-- START DATA FOR THIS TASK --
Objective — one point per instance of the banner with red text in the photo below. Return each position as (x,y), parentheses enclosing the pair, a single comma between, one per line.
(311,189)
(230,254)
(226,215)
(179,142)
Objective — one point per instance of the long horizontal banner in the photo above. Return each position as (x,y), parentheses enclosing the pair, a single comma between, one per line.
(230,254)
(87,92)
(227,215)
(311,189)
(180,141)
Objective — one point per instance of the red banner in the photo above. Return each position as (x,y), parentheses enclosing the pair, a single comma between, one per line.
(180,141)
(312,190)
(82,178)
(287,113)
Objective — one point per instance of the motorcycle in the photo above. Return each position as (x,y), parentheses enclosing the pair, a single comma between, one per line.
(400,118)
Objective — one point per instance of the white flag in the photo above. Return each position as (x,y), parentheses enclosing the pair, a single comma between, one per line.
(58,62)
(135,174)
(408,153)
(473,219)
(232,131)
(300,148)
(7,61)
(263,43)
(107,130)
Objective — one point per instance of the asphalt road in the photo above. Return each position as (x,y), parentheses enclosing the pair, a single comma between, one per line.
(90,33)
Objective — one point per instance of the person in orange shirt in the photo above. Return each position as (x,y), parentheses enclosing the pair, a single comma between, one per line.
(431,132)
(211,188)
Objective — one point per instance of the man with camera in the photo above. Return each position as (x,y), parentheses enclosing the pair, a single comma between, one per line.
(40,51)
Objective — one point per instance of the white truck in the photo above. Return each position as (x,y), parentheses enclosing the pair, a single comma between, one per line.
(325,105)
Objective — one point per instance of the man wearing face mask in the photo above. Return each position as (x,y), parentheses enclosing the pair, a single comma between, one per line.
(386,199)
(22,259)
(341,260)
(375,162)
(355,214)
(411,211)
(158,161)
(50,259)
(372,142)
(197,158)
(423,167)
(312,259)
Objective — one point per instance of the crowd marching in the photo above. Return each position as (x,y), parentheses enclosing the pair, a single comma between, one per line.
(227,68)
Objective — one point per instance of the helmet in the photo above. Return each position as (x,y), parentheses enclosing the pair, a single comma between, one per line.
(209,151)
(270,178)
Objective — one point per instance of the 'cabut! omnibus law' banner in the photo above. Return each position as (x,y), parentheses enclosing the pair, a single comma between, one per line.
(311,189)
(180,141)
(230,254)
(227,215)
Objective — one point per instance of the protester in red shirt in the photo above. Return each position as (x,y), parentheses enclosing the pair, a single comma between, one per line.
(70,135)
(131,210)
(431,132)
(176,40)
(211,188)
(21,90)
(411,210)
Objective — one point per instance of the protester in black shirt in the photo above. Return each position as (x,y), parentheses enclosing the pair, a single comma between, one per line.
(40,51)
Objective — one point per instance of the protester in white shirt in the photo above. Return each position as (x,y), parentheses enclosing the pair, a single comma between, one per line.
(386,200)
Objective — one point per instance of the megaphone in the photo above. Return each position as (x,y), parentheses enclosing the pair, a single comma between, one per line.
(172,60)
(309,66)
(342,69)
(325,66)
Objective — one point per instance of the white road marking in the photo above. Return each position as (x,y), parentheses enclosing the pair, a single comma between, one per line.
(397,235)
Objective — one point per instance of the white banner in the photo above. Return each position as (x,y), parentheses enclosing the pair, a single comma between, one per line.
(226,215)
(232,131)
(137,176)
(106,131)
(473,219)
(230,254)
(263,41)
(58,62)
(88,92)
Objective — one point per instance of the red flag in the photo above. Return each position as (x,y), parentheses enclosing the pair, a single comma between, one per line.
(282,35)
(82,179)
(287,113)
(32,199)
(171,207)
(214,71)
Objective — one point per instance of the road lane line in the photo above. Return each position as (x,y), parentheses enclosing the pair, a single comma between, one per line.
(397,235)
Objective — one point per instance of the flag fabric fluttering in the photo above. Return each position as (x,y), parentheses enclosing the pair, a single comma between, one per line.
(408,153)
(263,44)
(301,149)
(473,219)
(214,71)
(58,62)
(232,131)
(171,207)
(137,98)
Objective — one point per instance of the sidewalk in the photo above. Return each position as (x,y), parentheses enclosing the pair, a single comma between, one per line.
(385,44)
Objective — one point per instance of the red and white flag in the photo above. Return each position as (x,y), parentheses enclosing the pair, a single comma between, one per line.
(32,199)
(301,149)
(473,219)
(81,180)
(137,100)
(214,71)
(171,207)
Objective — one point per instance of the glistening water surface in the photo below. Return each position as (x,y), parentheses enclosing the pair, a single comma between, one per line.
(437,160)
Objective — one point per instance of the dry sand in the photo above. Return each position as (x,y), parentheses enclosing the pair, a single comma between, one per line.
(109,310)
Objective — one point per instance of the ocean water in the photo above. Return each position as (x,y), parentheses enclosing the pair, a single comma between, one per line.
-- END DATA FOR THIS TASK --
EXERCISE OBJECTIVE
Using the exact wording, write out all of the records.

ANSWER TO THIS TASK
Objective — one point per instance of the banner with red text in the photo below. Return each position as (x,y), parentheses enclosing the pair, a single comma between, one per line.
(311,189)
(230,254)
(226,215)
(179,142)
Objective — one point per instance of the long horizontal banner in the photo above. Return each position as (x,y), parentheses enclosing the pair, a single comma between, one per line.
(230,254)
(87,92)
(227,215)
(311,189)
(180,141)
Objective — one point per instance of the red banner in the photo above. Return each position as (x,y), parentheses enclosing the pair, a single comma between, one per line.
(180,141)
(312,190)
(82,178)
(287,113)
Objective — one point per instance of the motorcycle in the photo above. Return each position as (x,y), parentheses enclosing the pair, a single comma between, one per line.
(400,118)
Objective — one point per instance of the white flag in the photo above. Return each position as (x,y), parentheses enclosing the pair, a single comma between, one per line.
(58,62)
(135,174)
(408,153)
(473,219)
(232,131)
(300,148)
(7,61)
(263,43)
(107,130)
Objective — one point per instance of the asphalt road in the photo above. Return each position as (x,y), parentheses enclosing the pair, a single comma between, one per line.
(90,33)
Objective — one point per instance of the person in orange shirt in the photo above. Return each position as (x,y), parentheses enclosing the pair, a single comma between, one per line.
(431,132)
(211,188)
Objective — one point per instance of the man with camera in the photo above. Return each position as (x,y), parentheses enclosing the pair, a single comma between, one per line.
(40,51)
Objective — one point per instance of the white truck in the photo above. Return each position as (x,y), parentheses enclosing the pair, a single comma between, one per line.
(325,105)
Objective — one point per instance of the man wearing face mask in the photo above. Return each position as (x,y), parentheses enclosing the pair, a single comma between, one per line.
(386,199)
(22,259)
(341,260)
(375,162)
(355,214)
(411,211)
(158,161)
(50,259)
(372,142)
(197,158)
(423,167)
(312,259)
Objective — one point per instance of the crowd marching in the photo above. Return each position as (x,y), parentheses enclosing the pair, a single comma between, one per line.
(227,68)
Objective — one point per instance of the helmet in the photo above. Return each position as (x,y), parentheses enclosing the pair, a single comma between, one per line.
(209,151)
(270,178)
Objective — one point per instance of the 'cabut! omnibus law' banner in the photo above. Return each position as (x,y), parentheses enclosing the pair, a single comma between, one per line.
(311,189)
(180,141)
(230,254)
(227,215)
Objective — one point per instance of the protester in red shirt in the photo above. Return each position as (x,y), parentheses enclosing the pair, a single comma between, one per line.
(70,135)
(131,210)
(431,132)
(176,40)
(211,188)
(21,90)
(411,210)
Objective — one point per instance of the protester in black shirt in the photo above. Return each position as (x,y), parentheses enclosing the pair, a single comma between, one per line.
(40,51)
Objective — one point per instance of the protester in white shirt in the photo above. Return each position as (x,y), parentheses enclosing the pair, a single comma between, one per line.
(386,200)
Objective — one point per instance of the megaphone in the photo above. Return each position as (x,y), parentheses enclosing the pair, a single comma between, one per line.
(172,60)
(309,66)
(342,69)
(325,66)
Objective — one point per instance of the white road marking in the photo above. Return each position as (x,y), parentheses enclosing the pair, a single comma between, one per line.
(397,235)
Objective — one point per instance of the white banner in the photo above. Return each position as (x,y), parentheses enclosing the pair, a single comma between, one per line.
(226,215)
(232,131)
(137,176)
(106,131)
(473,219)
(230,254)
(263,41)
(58,62)
(88,92)
Objective — one point per instance of the red flag in the photo above. Return each position as (x,y), parentheses enclosing the pair, a single comma between, one per line.
(282,35)
(82,179)
(287,113)
(32,199)
(171,207)
(214,71)
Objective — one point per instance of the road lane line in the photo above. Return each position as (x,y), parentheses enclosing the pair, a single comma between, one per line.
(397,235)
Objective — one point per instance of the flag fabric fluttering in the photo above. Return each position as (x,y), parentheses enclosing the pair, a single comma between, one per line.
(408,153)
(263,44)
(301,149)
(473,219)
(214,71)
(58,62)
(232,131)
(171,207)
(137,98)
Objective — one point per instance of the sidewalk in the photo above. Return each position as (x,y), parentheses enclosing the pair, a single comma between, one per line.
(385,44)
Objective — one point per instance of the red and white flag in the photo above. Return each position as (x,y), parentheses enclosing the pair, a single comma between, one per line.
(32,199)
(301,149)
(473,219)
(81,180)
(137,100)
(214,71)
(171,207)
Objective — one point per instance of the glistening water surface in the photo below. Return each position as (x,y), parentheses enclosing the pair, a single comma between, one per line.
(437,160)
Objective — one point per instance of the dry sand in the photo above. Return each position as (x,y), parentheses enclosing the pair, a single comma between, one per line.
(109,310)
Objective — one point per instance of the ocean water in the photo above. Return each position as (x,y), parentheses enclosing the pair, a single comma between, one per line.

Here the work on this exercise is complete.